Dataset entries:
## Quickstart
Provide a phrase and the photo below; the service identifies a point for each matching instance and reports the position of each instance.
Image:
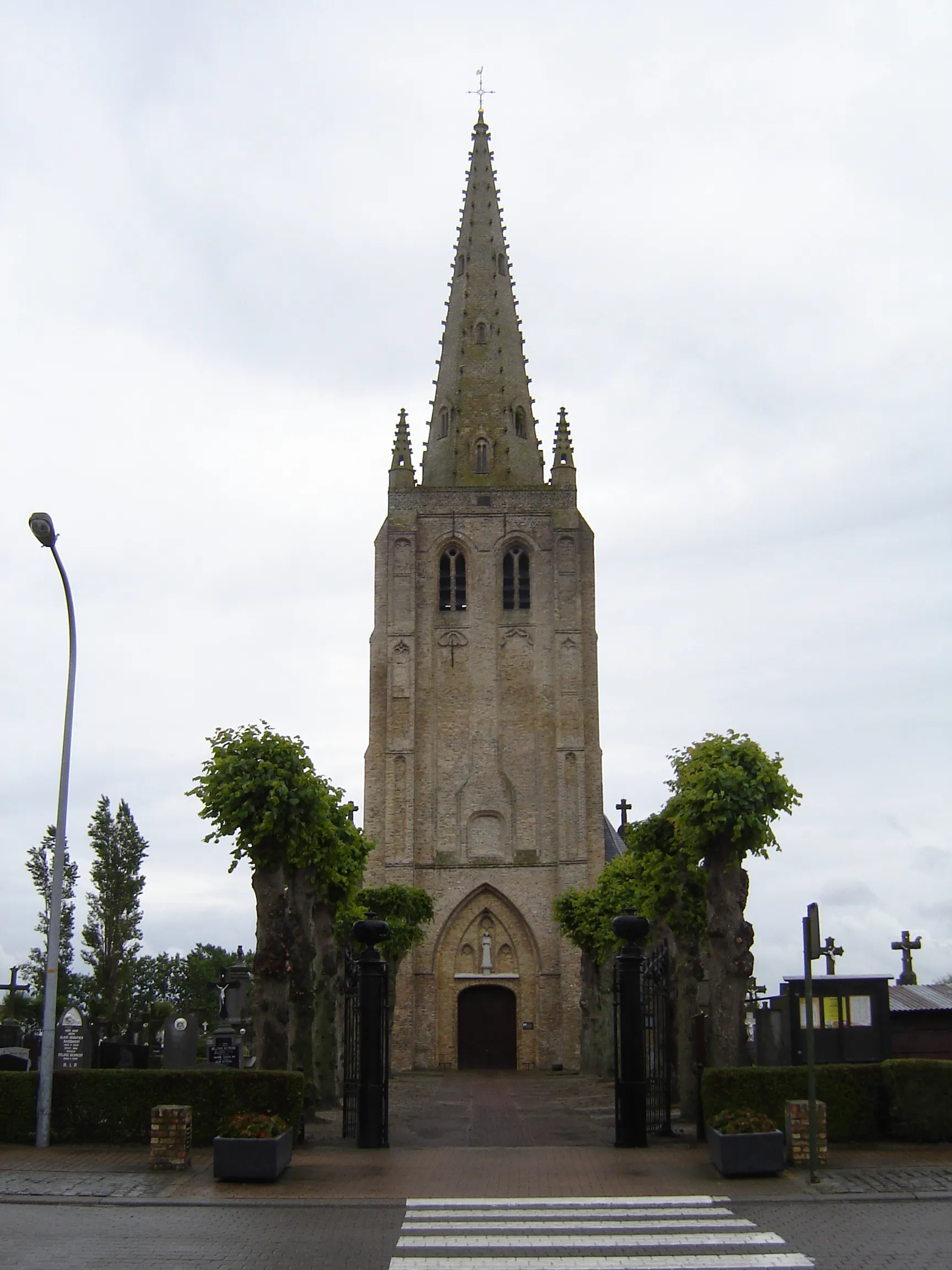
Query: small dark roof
(928, 996)
(613, 844)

* _WHAT THE TASK REQUIRES_:
An exact restatement of the entries above is needed; no picture may appear in it.

* _YOUR SOLUTION_:
## Quickstart
Provide a phrase and the photo below; the service identifies a point for each matching instance and reports the position of each instance.
Image:
Query: small dark roof
(928, 996)
(613, 844)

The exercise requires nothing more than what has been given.